Sakharov tarafından başlatılıp Vygotsky’nin arkadaşları Kotelova ve Pashkovskaja tarafından tamamlanan kavram oluşturma sürecinde, aralarında anlıksal ve dilsel etkinlikler bakımından patolojik rahatsızlıkları olanlarında bulunduğu çocuklar, ergenler ve yetişkinler olmak üzere üç yüzden fazla insan üzerinde inceleme yapıldı.
İncelemede elde edilen başlıca bulgular şöyle özetlenebilir:
Kavramların oluşmasıyla sonuçlanan süreçlerin gelişmesi çocukluk çağının en başlarında başlamakta, fakat belli bir bileşim içinde kavram oluşturma sürecinin psikolojik temelini oluşturan anlıksal işlevler ancak buluğ çağında olgunlaşmakta, biçimlenmekte ve gelişmektedir.
Araştırmalar kavram oluşturma düzeyine yükselmenin, her biri kendi içinde yeniden çeşitli aşamalara bölünen üç temel aşamada gerçekleştiğini ortaya çıkarmıştır.
Küçük bir çocuk biz yetişkinlerin normal olarak yeni bir kavram oluşturmak yoluyla çözeceğimiz bir problemi çözmek için birtakım nesneleri düzensiz bir küme ya da yığın halinde bir araya getirmekle kavram oluşturmaya doğru ilk adımını atmaktadır. Bu dönem üç ayrı aşamayı kapsar:
İlk aşama düşüncenin gelişmesindeki deneme-yanılma aşamasına denk gelir. Çocuk nesne grubunu gelişigüzel oluşturmaktadır ve bir nesnenin bir gruba dahil edilmesi tamamen bir tahmin ya da denemeden ibarettir; tahmin yanlış çıktığı deneyi yürüten kişi nesnenin tersini çevirip farklı bir ada sahip olduğunu gösterdiği zaman, çocuk bunun yerine başka bir nesne koymaktadır.
Bundan sonraki aşamada nesne grubunun bileşimi büyük ölçüde deneyde kullanılan nesnelerin konumu tarafından, yani çocuğun görsel alanının tamamen sinkretik biçimde düzenlenmesi sonucunda belirlenmektedir. Sinkretik imge ya da grup, tek tek unsurların uzay ya da zamandaki yakınlıklarını ya da bunların çocuğun o andaki algısıyla daha karmaşık başka bir ilişki içine sokulmasının bir sonucu olarak oluşturulmaktadır.
Kavram oluşturmanın ilk döneminin üçüncü aşamasında sinkretik imge daha karmaşık bir temele dayanır: Çocuk tarafından yukarıda anlatılan biçimlerde oluşturulmuş farklı grup ya da yığınlardan alınan öğelerden oluşur. Bu yeni bileşimdeki öğeler arasında içsel bağlar yoktur ve dolayısıyla yeni oluşlumda da baştaki yığınlardaki ile aynı “bağlantısız birliktelik” vardır. Aradaki tek fark, çocuğun yeni bir sözcüğe anlam vermeye çalışırken bu kez iki adımlık bir işlem yapmasıdır. Ancak daha gelişmiş bu işlem sinkretik niteliğini hala korumakta ve yığınların dümdüz bir araya getirilmesinde daha fazla bir düzenliliğe yol açmamaktadır.

-.-.-

◆ **Görevin**: Verilen metnin "İncelemede elde edilen" sözlerinden "gerçekleştiğini ortaya çıkarmıştır." sözlerine kadar olan kısmını, bu sözler de dahil olmak üzere yeniden yaz. Bunu yaparken "buluğ çağında" ifadesini "ergenlik döneminde" olarak yeniden adlandır. Kayıtlar, verilen metinden ayrı bir malzemedir.

-.-.-

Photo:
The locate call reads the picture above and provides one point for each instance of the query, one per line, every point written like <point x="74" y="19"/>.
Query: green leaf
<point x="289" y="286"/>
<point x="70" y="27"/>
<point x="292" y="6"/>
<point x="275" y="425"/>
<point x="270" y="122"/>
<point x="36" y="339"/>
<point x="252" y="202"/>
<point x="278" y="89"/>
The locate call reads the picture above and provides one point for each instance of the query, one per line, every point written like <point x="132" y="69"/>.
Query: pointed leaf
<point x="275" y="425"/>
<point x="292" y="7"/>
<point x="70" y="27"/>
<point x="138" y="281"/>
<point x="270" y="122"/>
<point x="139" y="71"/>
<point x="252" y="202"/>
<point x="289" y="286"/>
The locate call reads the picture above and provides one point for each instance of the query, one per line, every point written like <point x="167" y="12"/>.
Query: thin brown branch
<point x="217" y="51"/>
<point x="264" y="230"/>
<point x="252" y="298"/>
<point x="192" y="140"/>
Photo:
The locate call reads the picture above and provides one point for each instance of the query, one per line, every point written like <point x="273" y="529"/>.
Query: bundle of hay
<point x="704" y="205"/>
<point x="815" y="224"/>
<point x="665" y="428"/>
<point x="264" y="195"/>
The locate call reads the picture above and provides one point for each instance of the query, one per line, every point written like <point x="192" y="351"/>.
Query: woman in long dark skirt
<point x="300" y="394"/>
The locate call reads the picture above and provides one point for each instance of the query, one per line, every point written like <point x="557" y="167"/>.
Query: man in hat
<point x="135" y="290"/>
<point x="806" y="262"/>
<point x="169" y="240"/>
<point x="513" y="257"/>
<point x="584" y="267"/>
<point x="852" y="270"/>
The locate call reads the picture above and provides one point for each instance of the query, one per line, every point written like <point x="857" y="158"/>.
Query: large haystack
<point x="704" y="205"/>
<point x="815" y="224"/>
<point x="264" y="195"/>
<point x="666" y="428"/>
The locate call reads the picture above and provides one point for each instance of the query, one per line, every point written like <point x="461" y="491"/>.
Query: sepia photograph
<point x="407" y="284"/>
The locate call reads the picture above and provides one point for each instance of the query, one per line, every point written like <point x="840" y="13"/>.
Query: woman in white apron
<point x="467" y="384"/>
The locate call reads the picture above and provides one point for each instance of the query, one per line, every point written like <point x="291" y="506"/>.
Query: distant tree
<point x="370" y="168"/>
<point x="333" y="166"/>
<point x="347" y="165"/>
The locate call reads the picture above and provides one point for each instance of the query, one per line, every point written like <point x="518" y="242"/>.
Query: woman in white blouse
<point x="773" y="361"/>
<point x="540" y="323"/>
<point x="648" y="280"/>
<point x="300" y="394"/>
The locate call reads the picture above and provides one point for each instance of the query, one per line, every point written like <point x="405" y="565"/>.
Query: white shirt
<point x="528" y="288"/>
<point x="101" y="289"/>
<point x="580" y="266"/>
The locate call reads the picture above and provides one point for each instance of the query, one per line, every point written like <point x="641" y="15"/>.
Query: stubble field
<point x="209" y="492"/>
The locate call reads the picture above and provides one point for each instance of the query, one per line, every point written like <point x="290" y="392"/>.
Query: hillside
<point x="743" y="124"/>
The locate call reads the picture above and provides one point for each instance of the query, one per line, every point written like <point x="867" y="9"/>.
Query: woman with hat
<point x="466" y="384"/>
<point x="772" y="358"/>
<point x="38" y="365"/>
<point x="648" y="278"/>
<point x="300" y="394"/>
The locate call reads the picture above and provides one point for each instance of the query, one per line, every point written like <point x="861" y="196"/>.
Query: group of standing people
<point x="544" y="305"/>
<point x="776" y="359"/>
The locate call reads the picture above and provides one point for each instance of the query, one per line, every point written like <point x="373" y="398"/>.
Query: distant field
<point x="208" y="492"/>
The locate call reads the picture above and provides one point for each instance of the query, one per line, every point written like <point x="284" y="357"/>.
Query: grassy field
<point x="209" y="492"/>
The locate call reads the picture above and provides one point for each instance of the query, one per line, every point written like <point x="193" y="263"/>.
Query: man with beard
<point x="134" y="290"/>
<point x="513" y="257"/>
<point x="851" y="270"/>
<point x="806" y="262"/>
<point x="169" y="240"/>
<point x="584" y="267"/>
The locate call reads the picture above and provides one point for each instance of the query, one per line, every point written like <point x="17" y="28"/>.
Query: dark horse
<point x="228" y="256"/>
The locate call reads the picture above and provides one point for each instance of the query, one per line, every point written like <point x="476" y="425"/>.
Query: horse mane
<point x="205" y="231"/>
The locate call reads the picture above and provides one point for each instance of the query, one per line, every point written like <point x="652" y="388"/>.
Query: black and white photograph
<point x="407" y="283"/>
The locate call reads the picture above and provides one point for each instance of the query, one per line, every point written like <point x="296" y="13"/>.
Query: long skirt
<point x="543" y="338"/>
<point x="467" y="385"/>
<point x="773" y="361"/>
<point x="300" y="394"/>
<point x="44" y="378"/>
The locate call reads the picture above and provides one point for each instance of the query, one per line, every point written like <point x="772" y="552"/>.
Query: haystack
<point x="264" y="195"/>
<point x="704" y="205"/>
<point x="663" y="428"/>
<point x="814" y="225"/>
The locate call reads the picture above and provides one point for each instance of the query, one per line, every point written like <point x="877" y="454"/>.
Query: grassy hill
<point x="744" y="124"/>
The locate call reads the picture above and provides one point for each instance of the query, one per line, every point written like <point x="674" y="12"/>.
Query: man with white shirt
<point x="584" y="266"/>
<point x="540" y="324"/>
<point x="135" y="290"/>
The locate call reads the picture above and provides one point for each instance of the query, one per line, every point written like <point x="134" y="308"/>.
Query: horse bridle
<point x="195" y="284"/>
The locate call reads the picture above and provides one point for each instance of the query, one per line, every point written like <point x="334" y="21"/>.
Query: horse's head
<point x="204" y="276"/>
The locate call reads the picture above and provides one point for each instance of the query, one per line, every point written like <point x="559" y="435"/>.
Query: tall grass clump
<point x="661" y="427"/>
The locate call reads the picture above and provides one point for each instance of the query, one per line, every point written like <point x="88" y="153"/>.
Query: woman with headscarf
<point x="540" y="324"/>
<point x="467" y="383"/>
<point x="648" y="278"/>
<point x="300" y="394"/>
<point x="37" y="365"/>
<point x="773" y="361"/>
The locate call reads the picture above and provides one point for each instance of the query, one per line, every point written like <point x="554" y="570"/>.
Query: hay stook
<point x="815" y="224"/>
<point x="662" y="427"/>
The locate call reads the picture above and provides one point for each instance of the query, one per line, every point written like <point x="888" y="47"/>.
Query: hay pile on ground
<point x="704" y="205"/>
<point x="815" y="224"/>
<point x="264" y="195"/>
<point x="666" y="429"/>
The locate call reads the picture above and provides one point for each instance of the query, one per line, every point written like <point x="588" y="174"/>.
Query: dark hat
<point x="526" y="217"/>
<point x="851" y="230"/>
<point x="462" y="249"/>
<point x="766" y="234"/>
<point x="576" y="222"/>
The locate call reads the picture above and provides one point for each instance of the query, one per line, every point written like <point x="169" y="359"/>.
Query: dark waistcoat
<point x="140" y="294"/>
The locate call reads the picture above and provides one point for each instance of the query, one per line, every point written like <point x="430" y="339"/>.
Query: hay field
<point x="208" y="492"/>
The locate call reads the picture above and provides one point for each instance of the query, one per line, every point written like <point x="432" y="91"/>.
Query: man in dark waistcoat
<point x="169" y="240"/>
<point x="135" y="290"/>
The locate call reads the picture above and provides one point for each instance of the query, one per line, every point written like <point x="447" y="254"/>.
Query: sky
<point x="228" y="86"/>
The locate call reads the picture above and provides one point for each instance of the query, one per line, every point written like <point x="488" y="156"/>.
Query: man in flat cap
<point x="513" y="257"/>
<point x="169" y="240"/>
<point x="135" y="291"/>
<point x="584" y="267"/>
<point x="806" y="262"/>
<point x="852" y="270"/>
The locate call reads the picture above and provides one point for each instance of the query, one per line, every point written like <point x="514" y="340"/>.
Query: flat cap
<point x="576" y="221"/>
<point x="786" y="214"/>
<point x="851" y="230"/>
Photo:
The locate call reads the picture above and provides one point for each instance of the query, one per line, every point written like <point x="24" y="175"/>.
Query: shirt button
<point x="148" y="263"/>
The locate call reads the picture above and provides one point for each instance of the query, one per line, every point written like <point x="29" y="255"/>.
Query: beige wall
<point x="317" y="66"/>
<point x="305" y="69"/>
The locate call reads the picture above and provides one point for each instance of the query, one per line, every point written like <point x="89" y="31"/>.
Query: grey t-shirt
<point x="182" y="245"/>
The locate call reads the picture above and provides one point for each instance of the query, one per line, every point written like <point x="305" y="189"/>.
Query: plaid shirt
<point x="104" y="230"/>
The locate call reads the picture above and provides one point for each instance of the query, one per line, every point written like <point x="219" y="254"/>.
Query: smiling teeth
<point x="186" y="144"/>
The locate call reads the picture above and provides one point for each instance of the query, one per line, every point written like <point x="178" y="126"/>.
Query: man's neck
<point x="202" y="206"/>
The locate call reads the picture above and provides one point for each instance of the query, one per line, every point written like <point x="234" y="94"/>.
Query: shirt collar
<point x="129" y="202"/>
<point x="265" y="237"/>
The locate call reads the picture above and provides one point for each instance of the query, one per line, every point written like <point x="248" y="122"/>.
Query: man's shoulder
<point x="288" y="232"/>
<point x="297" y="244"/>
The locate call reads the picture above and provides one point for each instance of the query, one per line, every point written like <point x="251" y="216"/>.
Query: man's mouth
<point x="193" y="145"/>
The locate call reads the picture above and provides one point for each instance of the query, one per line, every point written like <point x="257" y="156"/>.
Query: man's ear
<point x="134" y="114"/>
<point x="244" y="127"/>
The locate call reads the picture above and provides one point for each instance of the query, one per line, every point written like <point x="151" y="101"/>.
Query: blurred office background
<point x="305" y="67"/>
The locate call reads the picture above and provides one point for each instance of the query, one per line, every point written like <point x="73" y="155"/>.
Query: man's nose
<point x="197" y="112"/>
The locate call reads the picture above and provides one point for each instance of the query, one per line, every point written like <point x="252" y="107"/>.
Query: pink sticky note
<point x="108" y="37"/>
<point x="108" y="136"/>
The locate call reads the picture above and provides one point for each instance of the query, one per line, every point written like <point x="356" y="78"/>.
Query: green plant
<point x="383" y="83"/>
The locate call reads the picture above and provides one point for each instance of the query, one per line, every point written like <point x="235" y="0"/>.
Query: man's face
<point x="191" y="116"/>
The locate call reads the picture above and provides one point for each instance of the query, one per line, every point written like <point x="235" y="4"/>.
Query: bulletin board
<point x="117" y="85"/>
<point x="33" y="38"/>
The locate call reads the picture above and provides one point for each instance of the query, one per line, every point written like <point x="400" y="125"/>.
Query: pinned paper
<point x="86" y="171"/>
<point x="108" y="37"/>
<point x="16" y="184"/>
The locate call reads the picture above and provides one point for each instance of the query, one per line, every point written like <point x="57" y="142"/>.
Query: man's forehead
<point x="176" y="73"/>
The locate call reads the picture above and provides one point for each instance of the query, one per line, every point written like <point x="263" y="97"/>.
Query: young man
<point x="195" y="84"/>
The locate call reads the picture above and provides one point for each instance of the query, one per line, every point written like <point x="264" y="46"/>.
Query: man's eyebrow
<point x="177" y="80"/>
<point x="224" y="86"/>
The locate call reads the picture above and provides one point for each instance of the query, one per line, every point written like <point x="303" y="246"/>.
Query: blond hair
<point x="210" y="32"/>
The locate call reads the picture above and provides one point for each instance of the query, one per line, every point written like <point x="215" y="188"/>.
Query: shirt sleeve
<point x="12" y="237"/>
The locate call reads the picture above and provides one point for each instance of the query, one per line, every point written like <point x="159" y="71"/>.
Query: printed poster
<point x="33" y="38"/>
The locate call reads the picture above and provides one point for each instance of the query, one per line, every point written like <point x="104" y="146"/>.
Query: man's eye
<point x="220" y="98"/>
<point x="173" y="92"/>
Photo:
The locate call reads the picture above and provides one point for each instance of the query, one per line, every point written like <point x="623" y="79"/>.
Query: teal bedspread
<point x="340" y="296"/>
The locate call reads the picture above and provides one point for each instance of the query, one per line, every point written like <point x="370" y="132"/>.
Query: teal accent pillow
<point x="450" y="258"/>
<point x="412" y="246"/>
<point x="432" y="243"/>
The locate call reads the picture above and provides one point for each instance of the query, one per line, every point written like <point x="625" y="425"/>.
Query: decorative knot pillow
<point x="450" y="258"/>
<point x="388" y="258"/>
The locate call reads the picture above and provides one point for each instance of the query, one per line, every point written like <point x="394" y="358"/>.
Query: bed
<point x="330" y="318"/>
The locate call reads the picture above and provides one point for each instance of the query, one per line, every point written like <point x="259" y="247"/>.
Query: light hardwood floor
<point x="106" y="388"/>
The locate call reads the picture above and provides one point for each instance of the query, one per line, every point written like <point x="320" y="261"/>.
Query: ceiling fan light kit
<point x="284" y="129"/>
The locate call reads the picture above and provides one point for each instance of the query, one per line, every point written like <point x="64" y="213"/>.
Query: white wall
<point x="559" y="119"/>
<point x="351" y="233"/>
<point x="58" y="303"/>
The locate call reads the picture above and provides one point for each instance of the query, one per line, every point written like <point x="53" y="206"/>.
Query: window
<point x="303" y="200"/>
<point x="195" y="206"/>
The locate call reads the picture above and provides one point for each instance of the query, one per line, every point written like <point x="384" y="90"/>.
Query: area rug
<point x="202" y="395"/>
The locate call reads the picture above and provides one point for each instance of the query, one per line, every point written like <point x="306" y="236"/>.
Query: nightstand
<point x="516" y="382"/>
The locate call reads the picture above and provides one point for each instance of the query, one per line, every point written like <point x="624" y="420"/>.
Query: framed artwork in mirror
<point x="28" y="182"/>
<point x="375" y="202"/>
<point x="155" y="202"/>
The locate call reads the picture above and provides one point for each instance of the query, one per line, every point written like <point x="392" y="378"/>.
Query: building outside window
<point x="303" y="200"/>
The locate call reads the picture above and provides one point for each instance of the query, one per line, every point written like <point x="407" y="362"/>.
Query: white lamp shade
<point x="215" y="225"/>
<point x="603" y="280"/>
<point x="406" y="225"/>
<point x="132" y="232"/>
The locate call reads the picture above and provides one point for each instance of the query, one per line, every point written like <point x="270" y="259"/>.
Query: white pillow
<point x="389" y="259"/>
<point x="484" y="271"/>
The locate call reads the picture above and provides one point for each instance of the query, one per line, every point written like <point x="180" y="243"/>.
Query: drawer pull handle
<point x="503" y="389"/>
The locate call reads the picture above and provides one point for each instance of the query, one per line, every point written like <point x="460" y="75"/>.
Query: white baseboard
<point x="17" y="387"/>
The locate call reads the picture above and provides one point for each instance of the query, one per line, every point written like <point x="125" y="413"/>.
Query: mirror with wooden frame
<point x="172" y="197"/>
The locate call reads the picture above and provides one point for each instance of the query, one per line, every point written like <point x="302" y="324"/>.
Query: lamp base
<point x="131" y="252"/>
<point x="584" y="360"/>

-.-.-

◆ **Eksiksiz yanıt**:
İncelemede elde edilen başlıca bulgular şöyle özetlenebilir:
Kavramların oluşmasıyla sonuçlanan süreçlerin gelişmesi çocukluk çağının en başlarında başlamakta, fakat belli bir bileşim içinde kavram oluşturma sürecinin psikolojik temelini oluşturan anlıksal işlevler ancak ergenlik döneminde olgunlaşmakta, biçimlenmekte ve gelişmektedir.
Araştırmalar kavram oluşturma düzeyine yükselmenin, her biri kendi içinde yeniden çeşitli aşamalara bölünen üç temel aşamada gerçekleştiğini ortaya çıkarmıştır.